>> BEGIN Text block

The recent introduction of Google Maps provides a living laboratory for the competition between application vendors and their data suppliers. Google's lightweight programming model has led to the creation of numerous value-added services in the form of mashups that link Google Maps with other internet-accessible data sources. Paul Rademacher's housingmaps.com, which combines Google Maps with Craigslist apartment rental and home purchase data to create an interactive housing search tool, is the pre-eminent example of such a mashup.

At present, these mashups are mostly innovative experiments, done by hackers. But entrepreneurial activity follows close behind. And already, one can see that for at least one class of developer, Google has taken the role of data source away from Navteq and inserted themselves as a favored intermediary. We expect to see battles between data suppliers and application vendors in the next few years, as both realize just how important certain classes of data will become as building blocks for Web 2.0 applications.

The race is on to own certain classes of core data: location, identity, calendaring of public events, product identifiers and namespaces. In many cases, where there is significant cost to create the data, there may be an opportunity for an Intel Inside style play, with a single source for the data. In others, the winner will be the company that first reaches critical mass via user aggregation, and turns that aggregated data into a system service.

For example, in the area of identity, PayPal, Amazon's 1-click, and the millions of users of communications systems, may all be legitimate contenders to build a network-wide identity database. (In this regard, Google's recent attempt to use cell phone numbers as an identifier for Gmail accounts may be a step towards embracing and extending the phone system.) Meanwhile, startups like Sxip are exploring the potential of federated identity, in quest of a kind of "distributed 1-click" that will provide a seamless Web 2.0 identity subsystem. In the area of calendaring, EVDB is an attempt to build the world's largest shared calendar via a wiki-style architecture of participation. While the jury's still out on the success of any particular startup or approach, it's clear that standards and solutions in these areas, effectively turning certain classes of data into reliable subsystems of the "internet operating system", will enable the next generation of applications.

>> END Text block

### Instruction a
Pick out every line of the entries that contains the word "cliff". Case counts.

>> BEGIN Records shown

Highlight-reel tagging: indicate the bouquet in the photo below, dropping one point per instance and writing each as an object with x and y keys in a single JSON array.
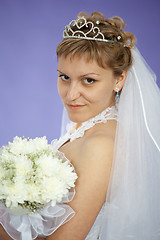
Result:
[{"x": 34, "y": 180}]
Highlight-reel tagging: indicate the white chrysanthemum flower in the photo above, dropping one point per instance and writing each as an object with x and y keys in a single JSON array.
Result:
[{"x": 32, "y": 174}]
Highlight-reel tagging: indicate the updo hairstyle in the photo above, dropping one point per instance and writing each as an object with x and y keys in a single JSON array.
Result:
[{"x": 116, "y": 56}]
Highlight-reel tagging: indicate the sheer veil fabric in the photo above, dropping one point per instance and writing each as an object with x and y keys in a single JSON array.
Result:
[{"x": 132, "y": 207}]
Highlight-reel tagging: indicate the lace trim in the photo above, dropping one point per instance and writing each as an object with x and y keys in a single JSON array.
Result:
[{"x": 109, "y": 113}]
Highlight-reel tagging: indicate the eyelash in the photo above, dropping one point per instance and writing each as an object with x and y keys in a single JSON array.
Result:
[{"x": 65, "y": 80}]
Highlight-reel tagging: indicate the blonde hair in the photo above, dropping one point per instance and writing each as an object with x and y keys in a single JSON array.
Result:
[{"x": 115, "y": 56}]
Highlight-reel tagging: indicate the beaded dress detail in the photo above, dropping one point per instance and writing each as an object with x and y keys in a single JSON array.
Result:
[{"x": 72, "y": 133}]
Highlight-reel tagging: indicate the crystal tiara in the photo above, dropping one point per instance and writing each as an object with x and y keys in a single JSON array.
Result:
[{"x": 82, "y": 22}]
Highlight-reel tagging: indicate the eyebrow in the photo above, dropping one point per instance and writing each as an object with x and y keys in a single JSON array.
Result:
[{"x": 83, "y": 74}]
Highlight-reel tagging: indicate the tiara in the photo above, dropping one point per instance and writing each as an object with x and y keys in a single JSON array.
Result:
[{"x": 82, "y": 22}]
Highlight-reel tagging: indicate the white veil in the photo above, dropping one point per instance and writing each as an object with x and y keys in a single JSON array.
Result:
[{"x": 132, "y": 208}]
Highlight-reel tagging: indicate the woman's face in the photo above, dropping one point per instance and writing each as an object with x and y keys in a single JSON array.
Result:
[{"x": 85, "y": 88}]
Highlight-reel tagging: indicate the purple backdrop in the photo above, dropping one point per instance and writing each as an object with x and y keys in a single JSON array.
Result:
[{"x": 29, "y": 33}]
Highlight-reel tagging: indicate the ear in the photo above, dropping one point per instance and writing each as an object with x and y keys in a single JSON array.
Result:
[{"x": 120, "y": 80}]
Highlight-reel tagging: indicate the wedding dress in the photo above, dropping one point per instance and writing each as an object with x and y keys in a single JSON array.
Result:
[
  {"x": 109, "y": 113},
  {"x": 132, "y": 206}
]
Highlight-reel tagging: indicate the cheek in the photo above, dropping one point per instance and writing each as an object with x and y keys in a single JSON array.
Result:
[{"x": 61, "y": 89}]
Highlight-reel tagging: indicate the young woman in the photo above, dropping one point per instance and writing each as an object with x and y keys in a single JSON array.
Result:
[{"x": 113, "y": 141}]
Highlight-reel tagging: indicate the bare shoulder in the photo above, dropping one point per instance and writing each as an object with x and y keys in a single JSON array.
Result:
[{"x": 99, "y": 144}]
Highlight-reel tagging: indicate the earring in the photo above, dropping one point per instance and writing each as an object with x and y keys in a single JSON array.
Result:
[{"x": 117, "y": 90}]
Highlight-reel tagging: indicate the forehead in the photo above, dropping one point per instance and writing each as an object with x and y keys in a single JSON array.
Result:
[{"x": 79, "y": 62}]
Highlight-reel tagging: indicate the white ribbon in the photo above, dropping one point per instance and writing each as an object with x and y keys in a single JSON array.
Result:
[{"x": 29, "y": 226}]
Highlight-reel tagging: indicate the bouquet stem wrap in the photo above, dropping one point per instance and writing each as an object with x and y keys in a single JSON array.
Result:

>> END Records shown
>> BEGIN Records shown

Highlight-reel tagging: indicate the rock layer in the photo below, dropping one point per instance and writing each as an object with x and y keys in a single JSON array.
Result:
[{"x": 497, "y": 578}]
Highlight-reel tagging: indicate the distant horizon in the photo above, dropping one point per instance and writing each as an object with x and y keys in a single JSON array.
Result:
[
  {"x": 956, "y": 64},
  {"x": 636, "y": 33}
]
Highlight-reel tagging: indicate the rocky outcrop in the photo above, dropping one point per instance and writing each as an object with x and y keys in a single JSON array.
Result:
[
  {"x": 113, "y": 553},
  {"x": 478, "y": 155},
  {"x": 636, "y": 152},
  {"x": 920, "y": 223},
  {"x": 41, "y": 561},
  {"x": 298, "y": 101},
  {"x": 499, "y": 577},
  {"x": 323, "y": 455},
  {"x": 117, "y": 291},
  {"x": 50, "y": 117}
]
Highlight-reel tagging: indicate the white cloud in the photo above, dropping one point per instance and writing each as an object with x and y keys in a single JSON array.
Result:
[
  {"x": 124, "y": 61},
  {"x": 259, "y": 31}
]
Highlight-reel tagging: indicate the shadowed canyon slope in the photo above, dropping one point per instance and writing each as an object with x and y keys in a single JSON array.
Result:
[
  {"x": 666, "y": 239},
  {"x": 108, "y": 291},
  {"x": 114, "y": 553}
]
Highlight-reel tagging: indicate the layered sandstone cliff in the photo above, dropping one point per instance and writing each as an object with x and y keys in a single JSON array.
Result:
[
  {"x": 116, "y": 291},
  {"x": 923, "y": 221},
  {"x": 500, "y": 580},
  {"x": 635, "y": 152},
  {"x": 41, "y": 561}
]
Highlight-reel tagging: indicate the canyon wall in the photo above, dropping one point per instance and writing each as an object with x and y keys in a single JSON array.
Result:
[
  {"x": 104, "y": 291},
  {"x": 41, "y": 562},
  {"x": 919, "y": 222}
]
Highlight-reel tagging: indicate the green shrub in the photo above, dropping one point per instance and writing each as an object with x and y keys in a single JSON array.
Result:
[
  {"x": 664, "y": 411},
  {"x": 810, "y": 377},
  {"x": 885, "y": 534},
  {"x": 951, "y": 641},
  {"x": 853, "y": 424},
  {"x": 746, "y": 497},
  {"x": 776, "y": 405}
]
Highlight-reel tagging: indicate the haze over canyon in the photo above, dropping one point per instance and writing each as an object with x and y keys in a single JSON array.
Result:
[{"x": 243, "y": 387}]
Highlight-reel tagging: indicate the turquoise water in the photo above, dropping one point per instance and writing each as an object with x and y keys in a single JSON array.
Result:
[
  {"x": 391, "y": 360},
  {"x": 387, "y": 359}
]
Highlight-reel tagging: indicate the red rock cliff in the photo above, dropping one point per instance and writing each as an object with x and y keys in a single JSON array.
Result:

>> END Records shown

### Instruction b
List everything the piece on Web 2.0 data names as a possible contender to build a network-wide identity database.

### Expected answer a
Highlight-reel tagging: indicate the layered sandstone cliff in the photo above, dropping one point per instance and writing each as an object with x and y keys in a single JSON array.
Highlight-reel tagging: indicate the red rock cliff in the photo above, dropping one point per instance and writing each as an object with x and y keys in a single JSON array.

### Expected answer b
- PayPal
- Amazon's 1-click
- the millions of users of communications systems